▶ [TASK DESCRIPTION]:
Rewrite the listing below, substituting "place a dot on" for every "put a point on" and leaving everything else unchanged.

▶ [RECORDS]:
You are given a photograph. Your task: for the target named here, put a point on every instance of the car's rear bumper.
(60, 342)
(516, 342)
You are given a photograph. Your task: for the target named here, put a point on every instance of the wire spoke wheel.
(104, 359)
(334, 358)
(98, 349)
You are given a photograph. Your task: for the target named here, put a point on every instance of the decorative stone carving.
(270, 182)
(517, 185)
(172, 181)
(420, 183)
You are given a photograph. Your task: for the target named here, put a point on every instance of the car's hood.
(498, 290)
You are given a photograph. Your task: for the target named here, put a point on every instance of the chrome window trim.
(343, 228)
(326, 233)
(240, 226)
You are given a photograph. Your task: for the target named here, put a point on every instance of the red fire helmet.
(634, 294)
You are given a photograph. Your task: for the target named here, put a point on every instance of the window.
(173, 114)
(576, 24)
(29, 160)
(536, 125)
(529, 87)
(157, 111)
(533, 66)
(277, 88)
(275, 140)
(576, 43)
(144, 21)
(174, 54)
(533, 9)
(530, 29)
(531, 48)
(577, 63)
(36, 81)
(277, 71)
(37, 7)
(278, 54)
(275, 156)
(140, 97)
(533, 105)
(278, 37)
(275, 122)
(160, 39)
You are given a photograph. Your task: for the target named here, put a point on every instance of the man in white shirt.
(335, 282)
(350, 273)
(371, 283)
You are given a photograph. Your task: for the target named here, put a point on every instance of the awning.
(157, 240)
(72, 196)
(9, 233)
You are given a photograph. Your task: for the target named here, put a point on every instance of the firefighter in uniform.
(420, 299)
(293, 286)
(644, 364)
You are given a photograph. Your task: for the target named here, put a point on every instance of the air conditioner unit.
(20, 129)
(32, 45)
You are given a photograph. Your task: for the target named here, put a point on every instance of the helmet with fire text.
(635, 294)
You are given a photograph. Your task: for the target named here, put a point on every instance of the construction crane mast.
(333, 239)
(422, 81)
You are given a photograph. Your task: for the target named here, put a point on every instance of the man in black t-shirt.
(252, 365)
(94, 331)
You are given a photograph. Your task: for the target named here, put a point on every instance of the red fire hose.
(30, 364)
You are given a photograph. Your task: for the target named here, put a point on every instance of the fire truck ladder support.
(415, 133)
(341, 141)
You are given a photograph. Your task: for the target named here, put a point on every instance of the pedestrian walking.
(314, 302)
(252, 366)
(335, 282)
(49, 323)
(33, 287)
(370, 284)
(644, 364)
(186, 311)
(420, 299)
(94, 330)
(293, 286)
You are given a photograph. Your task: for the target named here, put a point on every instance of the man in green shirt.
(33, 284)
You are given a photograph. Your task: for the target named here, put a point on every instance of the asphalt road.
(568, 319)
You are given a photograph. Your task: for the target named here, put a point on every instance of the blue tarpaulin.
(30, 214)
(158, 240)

▶ [WORKED ANSWER]:
You are given a photograph. Your task: for the target named here, place a dot on every instance of the car's rear bumper.
(60, 342)
(516, 342)
You are given a photograph. Your task: for the target named here, place a dot on every instance of the wire spoke wheel.
(104, 359)
(334, 358)
(98, 349)
You are given a photograph. Your task: for the target named here, place a dot on every instance of the decorative stone carving.
(270, 182)
(517, 185)
(172, 181)
(420, 183)
You are given a photograph. Your task: for the target named here, place a dot on every instance of the car's hood.
(498, 290)
You are given a photograph. Your task: for the target named here, place a dot on every instance of the chrome window trim.
(343, 228)
(326, 233)
(240, 226)
You are given a photograph. Your task: for the target named here, place a dot on every instance of the red fire helmet.
(634, 294)
You are given a photograph. Your task: for the target named here, place a dot on every instance of the window.
(173, 114)
(576, 24)
(29, 160)
(536, 125)
(529, 87)
(157, 111)
(533, 66)
(277, 88)
(275, 140)
(576, 43)
(144, 21)
(174, 54)
(533, 9)
(530, 29)
(531, 48)
(577, 63)
(36, 81)
(277, 71)
(37, 7)
(278, 54)
(275, 156)
(140, 97)
(533, 105)
(278, 37)
(275, 122)
(160, 39)
You are given a photograph. Your task: for the target named here, place a dot on every instance of the man in white shirt.
(335, 282)
(350, 273)
(371, 283)
You are given a photograph. Your task: for the target named here, place a dot on every instance of the awning.
(157, 240)
(72, 196)
(9, 233)
You are given a photograph. Your task: for the target named here, place a dot on every instance of the firefighter in uniform.
(420, 299)
(293, 286)
(644, 364)
You are given a photograph. Your task: for the target named here, place a dot on every instance of the air conditioner unit.
(20, 129)
(32, 45)
You are given a photograph. Your task: for the target named here, place a dot on every instance of the helmet with fire text.
(635, 294)
You are given a photograph. Your task: for the target named here, place a dot on every instance of the construction crane mast.
(333, 239)
(422, 81)
You are given a photograph. Your task: for the target named here, place a dot on every instance of the man in black t-shirt.
(252, 365)
(94, 331)
You are given a photograph. Your task: for the target named here, place a dot on every instance of the red fire hose.
(30, 364)
You are given a photograph. Your task: for the target named here, place a dot on every instance of the fire truck ladder support.
(415, 133)
(341, 141)
You are given a photograph. Your task: for the target named here, place a dot on every instance of the pedestrian walking.
(314, 302)
(252, 366)
(335, 282)
(49, 323)
(33, 287)
(370, 284)
(644, 364)
(186, 311)
(420, 299)
(94, 330)
(293, 286)
You are given a photograph. Your task: for the target named here, place a dot on every instance of the man in green shirt.
(33, 284)
You are given a photograph. Your task: for the target named here, place a dot on every instance of the asphalt road.
(568, 319)
You are given a photograph. Your task: for the target named here, place a dot on every instance of the blue tarpaulin.
(30, 214)
(158, 240)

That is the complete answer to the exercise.